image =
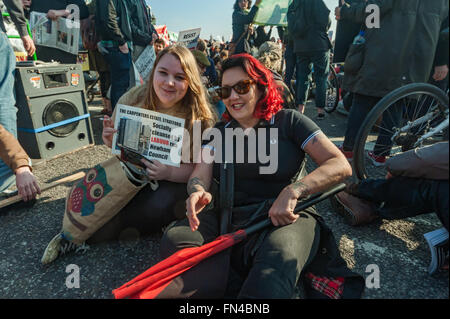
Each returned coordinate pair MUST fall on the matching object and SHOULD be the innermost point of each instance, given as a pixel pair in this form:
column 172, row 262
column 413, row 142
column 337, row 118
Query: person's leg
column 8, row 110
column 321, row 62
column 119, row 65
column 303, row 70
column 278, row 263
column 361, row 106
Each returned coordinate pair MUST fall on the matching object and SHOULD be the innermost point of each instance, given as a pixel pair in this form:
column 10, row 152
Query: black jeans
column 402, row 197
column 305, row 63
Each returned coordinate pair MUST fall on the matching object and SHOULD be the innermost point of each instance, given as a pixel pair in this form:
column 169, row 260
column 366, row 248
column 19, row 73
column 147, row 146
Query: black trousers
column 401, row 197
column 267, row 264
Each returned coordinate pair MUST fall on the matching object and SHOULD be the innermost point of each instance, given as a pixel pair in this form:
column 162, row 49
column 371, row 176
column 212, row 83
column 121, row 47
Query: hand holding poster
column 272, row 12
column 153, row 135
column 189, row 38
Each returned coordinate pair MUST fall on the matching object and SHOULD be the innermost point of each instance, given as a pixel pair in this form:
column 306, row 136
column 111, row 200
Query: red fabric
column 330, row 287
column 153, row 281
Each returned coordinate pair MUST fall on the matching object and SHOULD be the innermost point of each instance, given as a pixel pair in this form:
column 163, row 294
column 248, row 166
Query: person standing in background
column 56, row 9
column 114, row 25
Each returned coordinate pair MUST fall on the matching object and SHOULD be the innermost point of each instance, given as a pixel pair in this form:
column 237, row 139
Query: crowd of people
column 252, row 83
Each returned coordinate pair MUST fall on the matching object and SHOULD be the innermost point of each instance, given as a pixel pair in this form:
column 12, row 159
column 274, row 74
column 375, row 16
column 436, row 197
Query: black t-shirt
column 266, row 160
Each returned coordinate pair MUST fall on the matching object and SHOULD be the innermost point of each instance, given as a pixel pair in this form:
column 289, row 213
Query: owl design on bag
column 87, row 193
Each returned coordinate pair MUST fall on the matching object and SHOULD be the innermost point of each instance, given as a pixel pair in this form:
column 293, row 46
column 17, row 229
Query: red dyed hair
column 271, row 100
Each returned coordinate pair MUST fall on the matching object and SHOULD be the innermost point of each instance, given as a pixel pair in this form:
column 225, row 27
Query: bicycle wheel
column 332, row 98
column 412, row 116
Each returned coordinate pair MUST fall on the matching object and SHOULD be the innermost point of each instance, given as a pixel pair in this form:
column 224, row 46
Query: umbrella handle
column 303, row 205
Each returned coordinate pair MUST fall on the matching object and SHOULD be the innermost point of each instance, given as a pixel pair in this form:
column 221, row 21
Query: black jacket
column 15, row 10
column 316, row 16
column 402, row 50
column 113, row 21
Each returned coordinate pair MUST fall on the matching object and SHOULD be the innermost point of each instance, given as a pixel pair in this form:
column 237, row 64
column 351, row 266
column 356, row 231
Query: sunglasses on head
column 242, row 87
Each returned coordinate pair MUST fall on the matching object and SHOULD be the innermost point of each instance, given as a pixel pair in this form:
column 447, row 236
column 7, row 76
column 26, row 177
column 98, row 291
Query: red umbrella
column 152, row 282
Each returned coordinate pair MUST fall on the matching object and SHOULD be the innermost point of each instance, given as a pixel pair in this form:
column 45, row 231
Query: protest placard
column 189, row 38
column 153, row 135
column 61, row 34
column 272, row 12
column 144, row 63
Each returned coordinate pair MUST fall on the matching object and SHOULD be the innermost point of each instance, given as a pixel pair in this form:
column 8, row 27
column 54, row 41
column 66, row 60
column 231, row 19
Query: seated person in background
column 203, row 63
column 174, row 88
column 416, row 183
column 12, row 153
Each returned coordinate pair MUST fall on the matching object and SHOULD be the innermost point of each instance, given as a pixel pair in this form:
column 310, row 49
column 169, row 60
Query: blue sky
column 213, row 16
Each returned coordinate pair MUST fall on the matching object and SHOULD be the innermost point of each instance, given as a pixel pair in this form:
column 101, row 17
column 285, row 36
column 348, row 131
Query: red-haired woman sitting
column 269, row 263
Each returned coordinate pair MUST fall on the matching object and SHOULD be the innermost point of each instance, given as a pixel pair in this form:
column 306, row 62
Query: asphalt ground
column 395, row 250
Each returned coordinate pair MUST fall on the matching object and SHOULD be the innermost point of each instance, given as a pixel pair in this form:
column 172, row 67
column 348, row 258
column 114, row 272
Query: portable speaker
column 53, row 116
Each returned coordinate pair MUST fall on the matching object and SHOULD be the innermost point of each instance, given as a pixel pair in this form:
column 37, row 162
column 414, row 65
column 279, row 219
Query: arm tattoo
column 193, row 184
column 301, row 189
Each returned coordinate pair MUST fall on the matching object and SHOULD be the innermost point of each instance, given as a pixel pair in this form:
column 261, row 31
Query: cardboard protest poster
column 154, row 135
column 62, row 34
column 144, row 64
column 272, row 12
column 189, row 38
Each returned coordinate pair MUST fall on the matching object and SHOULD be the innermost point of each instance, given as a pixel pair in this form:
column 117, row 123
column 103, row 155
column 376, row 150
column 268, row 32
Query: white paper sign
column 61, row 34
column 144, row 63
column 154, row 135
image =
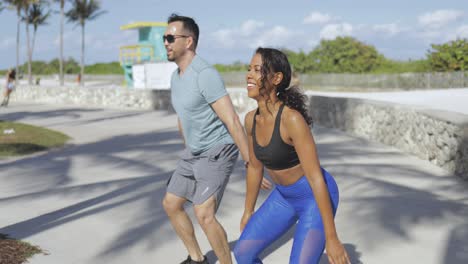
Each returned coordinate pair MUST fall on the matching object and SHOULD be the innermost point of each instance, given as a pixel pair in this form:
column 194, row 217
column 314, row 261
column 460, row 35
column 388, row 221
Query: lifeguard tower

* * *

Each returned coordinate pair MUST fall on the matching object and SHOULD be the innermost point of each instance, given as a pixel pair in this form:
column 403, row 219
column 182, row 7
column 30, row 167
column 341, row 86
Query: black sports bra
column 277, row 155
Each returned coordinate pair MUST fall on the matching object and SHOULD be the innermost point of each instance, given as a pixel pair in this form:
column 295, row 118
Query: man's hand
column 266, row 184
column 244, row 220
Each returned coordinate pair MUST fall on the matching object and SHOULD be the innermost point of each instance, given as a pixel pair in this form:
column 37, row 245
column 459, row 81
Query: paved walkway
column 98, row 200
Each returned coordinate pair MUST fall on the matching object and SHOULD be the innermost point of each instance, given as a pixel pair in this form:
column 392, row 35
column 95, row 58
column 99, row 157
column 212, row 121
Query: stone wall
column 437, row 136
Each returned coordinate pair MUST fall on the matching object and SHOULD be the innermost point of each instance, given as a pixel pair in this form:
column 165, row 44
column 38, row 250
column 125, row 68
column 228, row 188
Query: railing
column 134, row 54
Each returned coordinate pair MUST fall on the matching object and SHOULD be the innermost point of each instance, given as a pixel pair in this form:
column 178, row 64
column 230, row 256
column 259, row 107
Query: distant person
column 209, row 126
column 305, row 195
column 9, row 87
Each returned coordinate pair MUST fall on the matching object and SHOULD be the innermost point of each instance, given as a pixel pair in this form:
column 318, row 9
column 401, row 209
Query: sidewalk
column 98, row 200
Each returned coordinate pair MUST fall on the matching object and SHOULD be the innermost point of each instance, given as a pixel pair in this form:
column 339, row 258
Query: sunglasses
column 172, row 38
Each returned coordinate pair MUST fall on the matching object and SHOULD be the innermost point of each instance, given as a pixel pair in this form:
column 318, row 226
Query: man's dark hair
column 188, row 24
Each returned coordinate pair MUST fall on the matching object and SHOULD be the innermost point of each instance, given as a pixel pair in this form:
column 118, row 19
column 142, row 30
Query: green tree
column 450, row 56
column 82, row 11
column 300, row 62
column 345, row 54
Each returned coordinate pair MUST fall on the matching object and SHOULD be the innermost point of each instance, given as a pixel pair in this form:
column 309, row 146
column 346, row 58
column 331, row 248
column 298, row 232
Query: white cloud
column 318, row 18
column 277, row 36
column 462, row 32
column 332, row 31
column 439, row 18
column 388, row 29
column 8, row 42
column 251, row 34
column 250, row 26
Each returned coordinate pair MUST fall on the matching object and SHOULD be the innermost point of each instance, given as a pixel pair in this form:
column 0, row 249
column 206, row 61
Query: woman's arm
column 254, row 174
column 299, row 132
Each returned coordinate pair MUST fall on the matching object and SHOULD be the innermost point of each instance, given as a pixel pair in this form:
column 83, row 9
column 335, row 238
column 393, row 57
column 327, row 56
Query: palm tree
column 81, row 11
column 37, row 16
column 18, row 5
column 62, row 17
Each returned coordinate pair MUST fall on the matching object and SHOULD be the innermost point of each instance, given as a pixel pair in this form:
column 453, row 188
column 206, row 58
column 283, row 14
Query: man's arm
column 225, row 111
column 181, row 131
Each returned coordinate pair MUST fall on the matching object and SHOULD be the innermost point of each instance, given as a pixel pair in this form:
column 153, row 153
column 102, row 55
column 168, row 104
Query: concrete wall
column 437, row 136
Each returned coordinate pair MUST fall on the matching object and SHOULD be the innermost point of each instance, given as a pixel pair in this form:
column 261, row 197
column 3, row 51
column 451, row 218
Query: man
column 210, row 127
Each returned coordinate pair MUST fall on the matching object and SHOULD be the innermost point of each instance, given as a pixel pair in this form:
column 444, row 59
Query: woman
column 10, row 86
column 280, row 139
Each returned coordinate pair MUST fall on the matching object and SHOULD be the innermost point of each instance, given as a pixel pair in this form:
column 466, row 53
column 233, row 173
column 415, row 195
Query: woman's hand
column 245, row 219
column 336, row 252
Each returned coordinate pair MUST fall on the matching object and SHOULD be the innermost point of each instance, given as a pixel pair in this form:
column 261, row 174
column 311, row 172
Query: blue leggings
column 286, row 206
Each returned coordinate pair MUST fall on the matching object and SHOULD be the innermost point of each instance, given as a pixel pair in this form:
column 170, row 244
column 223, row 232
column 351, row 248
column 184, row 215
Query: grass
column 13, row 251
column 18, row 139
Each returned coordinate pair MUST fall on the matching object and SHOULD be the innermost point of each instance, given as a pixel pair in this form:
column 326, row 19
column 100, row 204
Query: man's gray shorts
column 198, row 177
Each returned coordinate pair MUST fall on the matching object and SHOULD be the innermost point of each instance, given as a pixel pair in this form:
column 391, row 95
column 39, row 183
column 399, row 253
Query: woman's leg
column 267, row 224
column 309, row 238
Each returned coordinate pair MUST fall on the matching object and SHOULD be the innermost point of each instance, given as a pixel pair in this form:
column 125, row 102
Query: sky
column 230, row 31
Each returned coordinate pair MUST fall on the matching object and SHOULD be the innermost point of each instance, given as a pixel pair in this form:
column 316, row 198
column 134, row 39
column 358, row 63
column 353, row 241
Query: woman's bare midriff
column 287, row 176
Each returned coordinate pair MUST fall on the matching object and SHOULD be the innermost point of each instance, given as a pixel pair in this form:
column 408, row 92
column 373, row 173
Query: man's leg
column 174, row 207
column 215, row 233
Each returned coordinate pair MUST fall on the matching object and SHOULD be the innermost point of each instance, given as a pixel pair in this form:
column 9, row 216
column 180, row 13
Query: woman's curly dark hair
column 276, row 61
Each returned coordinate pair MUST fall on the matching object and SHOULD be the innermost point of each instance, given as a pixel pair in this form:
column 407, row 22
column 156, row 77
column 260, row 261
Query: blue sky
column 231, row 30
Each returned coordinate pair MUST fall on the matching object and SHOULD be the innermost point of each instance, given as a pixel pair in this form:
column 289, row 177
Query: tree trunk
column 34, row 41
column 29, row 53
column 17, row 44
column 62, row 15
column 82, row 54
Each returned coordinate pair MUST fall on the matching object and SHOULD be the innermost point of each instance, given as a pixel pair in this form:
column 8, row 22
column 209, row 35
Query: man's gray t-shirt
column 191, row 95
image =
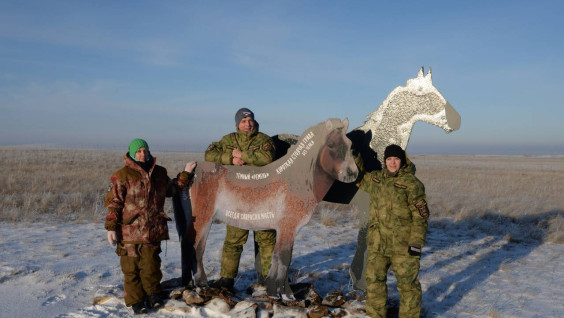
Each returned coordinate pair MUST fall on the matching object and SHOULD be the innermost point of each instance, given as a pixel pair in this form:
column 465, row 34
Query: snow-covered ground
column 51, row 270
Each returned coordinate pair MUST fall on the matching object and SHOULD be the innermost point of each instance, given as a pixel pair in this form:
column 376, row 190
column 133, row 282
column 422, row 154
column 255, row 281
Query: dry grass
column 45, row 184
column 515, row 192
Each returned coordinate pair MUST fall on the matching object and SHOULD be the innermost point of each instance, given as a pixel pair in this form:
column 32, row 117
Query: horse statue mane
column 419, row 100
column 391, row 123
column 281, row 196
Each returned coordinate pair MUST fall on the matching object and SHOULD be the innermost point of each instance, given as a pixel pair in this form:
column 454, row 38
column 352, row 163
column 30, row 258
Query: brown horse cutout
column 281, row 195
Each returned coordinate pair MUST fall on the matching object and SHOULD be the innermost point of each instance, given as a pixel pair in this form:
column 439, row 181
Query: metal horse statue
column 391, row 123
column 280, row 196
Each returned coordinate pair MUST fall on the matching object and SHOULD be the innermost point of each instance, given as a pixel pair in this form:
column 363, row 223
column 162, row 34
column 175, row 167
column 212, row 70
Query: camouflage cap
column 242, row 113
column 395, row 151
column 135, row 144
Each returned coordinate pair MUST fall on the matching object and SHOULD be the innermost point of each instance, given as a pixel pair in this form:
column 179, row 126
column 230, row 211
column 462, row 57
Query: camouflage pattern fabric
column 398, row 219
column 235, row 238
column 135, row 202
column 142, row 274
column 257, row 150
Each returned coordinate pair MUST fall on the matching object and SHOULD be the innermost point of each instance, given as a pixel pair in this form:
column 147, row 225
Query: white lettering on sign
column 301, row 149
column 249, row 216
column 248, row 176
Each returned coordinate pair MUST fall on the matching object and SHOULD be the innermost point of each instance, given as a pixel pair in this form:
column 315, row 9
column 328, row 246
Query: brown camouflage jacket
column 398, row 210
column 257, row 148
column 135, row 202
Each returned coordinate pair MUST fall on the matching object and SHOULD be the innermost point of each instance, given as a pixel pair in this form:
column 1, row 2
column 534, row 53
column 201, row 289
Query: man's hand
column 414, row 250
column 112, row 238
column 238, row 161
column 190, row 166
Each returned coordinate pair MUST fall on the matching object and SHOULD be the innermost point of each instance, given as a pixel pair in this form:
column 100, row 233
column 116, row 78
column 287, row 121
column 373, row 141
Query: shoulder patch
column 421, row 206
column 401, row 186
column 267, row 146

* * *

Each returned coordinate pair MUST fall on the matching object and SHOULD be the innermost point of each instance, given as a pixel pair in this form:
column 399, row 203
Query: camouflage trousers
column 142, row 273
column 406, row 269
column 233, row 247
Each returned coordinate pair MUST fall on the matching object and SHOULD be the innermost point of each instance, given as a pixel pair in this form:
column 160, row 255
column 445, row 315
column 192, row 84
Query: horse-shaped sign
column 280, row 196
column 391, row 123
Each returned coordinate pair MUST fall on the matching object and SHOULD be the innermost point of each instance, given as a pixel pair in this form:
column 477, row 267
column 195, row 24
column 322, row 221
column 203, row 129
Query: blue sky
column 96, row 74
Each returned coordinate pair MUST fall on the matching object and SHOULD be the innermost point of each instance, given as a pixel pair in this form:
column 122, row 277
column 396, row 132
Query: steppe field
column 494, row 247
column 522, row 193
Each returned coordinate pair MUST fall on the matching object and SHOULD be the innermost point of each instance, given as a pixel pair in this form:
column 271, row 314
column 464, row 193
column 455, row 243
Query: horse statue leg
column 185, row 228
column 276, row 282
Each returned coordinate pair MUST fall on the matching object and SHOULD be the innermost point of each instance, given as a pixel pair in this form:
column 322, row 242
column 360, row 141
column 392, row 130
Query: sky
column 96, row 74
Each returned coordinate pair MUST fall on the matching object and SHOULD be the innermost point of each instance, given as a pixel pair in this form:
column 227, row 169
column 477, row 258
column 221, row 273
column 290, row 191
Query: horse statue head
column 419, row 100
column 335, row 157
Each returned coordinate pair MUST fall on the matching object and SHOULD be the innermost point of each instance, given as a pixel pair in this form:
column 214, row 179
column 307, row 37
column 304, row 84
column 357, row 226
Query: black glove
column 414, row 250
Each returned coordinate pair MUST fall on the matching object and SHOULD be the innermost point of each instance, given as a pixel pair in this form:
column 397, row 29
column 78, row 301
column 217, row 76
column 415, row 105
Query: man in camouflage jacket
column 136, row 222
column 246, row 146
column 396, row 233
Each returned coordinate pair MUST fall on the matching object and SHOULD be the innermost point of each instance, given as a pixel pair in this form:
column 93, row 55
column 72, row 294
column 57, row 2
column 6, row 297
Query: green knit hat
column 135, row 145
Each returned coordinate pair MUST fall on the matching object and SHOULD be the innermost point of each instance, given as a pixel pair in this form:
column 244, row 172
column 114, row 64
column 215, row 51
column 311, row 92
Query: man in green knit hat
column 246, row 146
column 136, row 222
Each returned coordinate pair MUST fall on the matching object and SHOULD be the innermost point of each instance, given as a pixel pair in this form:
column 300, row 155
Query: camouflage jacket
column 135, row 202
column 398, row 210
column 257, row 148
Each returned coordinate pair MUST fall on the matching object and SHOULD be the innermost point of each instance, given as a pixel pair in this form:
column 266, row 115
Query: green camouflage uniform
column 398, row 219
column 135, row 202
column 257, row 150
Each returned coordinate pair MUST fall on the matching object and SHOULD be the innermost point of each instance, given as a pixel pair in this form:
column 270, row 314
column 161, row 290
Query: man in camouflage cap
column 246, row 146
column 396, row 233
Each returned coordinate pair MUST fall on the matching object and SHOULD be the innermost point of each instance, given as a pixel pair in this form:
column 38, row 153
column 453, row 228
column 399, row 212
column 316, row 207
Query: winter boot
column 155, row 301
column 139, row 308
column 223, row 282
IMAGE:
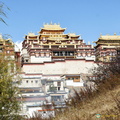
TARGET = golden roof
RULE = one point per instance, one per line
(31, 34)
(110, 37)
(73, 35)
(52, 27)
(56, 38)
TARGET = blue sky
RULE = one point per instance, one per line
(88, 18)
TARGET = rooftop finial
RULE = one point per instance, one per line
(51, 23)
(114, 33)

◆ What is being asked: List every line in the items above that contains the string "TARGET". Case counts.

◆ Task response:
TARGET = golden roof
TARGET = blue sky
TARGET = rooftop finial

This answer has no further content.